═══ EXTRAIT DU TEXTE
La filière éolienne brise le monopole de l’électricité

Hydro-Québec se prive de 7,8 milliards $ sur vingt ans

Le développement de la filière éolienne s’accélère au Québec. Tandis que les travaux liés au premier appel d’offre de 1000 mégawatts (MW) s’amorcent, un second appel de 2000 MW est lancé. En incluant les autres ententes de type gré à gré, la puissance éolienne s’élèvera à 3500 MW, ce qui équivaut à 10% de la puissance actuelle d’Hydro-Québec.

Avec les importants développements technologiques des dernières années, l’option éolienne est devenue intéressante quant aux coûts. Malheureusement, le gouvernement du Québec implante cette filière de façon tout à fait inacceptable. En donnant l’exploitation des parcs éoliens à l’entreprise privée, le gouvernement brise le monopole de la production d’électricité au Québec. En fait, il est déjà sérieusement écorché avec l’implantation des petits barrages, mais leur apport énergétique demeure pratiquement nul. Avec les projets annoncés, la filière éolienne représentera presque le dixième des installations québécoises.

Ce choix gouvernemental, pourtant lourd de conséquences, nous a été présenté de façon anodine, comme s’il allait de soi. En fait, le développement de la filière se fait actuellement de façon complètement improvisée, sans la moindre vision de développement économique. Il faut croire qu’il s’agit là de la marque de commerce du gouvernement Charest.

Nous savons qu’il est possible de réaliser d’immenses économies d’échelle en planifiant la production et le transport d’électricité. La filière éolienne n’échappe pas à cette règle. C’est pourquoi il est plus rentable de laisser le développement de la filière à un monopole, Hydro-Québec, qu’à des entreprises privées en compétition les unes avec les autres.
══════
═══ LIGNES DE DONNÉES
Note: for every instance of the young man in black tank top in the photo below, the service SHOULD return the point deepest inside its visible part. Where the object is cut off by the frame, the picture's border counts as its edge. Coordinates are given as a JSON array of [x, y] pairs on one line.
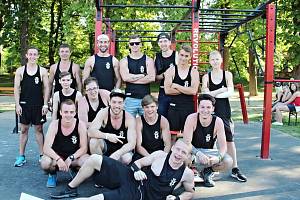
[[219, 84], [181, 84], [137, 71], [94, 100], [152, 129], [64, 65], [65, 143], [103, 66], [202, 129], [113, 131], [167, 178], [66, 93], [31, 94], [163, 60]]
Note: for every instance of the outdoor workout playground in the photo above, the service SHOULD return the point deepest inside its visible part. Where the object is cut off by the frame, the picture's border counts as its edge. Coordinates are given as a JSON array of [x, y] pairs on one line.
[[268, 157]]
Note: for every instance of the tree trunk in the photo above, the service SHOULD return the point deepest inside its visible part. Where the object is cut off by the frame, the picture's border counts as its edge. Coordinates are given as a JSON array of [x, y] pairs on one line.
[[252, 74]]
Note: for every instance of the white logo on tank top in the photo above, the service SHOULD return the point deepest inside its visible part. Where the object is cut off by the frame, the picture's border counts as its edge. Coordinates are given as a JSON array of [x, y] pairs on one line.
[[107, 65], [36, 80], [186, 84], [156, 135], [207, 138], [172, 182], [74, 139], [142, 69]]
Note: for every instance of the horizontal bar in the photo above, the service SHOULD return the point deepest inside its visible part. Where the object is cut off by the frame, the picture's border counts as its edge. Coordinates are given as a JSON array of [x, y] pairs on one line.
[[144, 6]]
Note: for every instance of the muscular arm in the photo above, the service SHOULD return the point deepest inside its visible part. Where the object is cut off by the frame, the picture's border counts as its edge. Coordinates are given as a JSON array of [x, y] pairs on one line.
[[166, 136], [117, 73], [77, 72], [139, 148], [193, 89], [169, 76]]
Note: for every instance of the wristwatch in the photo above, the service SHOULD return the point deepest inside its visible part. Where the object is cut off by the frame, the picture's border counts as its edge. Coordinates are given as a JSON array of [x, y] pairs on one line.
[[72, 157]]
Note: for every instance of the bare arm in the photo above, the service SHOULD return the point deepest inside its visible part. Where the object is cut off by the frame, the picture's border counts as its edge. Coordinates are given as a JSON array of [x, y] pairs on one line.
[[117, 73], [193, 89], [139, 148], [166, 136], [77, 72], [88, 67], [169, 76]]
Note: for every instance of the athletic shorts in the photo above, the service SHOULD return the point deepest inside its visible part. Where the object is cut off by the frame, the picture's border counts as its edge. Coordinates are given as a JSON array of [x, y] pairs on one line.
[[291, 107], [32, 115], [177, 117], [228, 126], [119, 179]]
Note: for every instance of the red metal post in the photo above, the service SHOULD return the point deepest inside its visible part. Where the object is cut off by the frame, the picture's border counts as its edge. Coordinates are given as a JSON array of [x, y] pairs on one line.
[[195, 41], [98, 25], [269, 70], [240, 87]]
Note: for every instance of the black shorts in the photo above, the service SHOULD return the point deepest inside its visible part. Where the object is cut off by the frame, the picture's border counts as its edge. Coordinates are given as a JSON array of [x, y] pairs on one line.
[[177, 117], [119, 179], [291, 107], [32, 115], [228, 131]]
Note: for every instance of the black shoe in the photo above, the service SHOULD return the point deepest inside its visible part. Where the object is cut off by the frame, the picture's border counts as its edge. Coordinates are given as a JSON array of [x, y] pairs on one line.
[[68, 192], [206, 174], [236, 173]]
══════
Répondez aux questions suivantes à partir de l'extrait sur la filière éolienne :
1. Quelle puissance le second appel d'offres lancé vise-t-il ?
2. À qui le gouvernement donne-t-il l'exploitation des parcs éoliens ?
3. Selon le dernier paragraphe, à quel monopole serait-il plus rentable de laisser le développement de la filière ?

1. 2000 MW.
2. À l'entreprise privée.
3. À Hydro-Québec.